Job
Find each line in the records below that contains the word "rock" and copy those lines out in full.

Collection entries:
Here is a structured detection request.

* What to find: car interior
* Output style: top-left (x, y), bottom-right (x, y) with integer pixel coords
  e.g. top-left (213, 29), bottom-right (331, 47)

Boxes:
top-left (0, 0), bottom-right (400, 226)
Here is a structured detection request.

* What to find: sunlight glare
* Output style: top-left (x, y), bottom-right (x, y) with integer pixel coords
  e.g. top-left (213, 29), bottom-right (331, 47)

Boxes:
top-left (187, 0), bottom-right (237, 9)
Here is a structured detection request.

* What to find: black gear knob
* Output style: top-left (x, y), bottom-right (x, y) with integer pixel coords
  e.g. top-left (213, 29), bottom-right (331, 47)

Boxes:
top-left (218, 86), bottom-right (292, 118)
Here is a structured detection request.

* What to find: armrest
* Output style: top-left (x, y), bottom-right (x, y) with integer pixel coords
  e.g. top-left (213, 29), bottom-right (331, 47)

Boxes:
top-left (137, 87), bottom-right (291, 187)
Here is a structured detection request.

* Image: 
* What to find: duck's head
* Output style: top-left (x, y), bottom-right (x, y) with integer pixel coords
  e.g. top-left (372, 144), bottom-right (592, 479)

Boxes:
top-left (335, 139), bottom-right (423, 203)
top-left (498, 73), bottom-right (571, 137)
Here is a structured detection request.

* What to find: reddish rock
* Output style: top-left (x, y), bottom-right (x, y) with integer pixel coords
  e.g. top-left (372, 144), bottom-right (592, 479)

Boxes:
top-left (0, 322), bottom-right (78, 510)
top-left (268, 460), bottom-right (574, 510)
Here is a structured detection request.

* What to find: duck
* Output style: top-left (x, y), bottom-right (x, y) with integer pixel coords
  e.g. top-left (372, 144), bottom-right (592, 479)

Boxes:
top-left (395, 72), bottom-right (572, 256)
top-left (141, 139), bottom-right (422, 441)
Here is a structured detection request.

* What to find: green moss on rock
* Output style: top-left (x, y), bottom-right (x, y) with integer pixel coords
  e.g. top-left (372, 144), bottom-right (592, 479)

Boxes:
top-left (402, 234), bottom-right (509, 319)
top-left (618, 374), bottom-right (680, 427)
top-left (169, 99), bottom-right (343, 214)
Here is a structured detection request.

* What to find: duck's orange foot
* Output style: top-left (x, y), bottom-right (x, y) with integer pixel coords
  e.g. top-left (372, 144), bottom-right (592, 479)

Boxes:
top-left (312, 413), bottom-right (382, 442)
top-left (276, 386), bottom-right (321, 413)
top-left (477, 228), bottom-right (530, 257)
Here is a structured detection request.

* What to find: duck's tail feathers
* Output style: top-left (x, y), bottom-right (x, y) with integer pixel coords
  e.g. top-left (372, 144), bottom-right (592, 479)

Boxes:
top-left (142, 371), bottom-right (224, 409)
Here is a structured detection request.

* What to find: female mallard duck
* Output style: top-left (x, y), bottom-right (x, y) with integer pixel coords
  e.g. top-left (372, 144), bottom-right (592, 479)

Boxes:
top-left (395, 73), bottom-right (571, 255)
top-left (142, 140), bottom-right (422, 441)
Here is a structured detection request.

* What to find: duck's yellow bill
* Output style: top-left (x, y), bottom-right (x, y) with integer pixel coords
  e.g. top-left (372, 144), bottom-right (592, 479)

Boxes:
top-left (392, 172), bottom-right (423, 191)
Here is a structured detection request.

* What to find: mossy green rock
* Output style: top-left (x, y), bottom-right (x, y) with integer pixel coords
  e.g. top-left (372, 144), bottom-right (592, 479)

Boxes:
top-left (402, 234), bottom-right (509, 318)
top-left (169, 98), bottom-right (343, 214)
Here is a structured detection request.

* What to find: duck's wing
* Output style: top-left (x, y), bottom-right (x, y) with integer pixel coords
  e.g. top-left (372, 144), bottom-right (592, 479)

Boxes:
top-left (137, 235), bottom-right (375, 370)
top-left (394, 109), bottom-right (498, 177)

Correct response
* What to find: reddish rock
* What to find: green moss on rock
* What to find: mossy green rock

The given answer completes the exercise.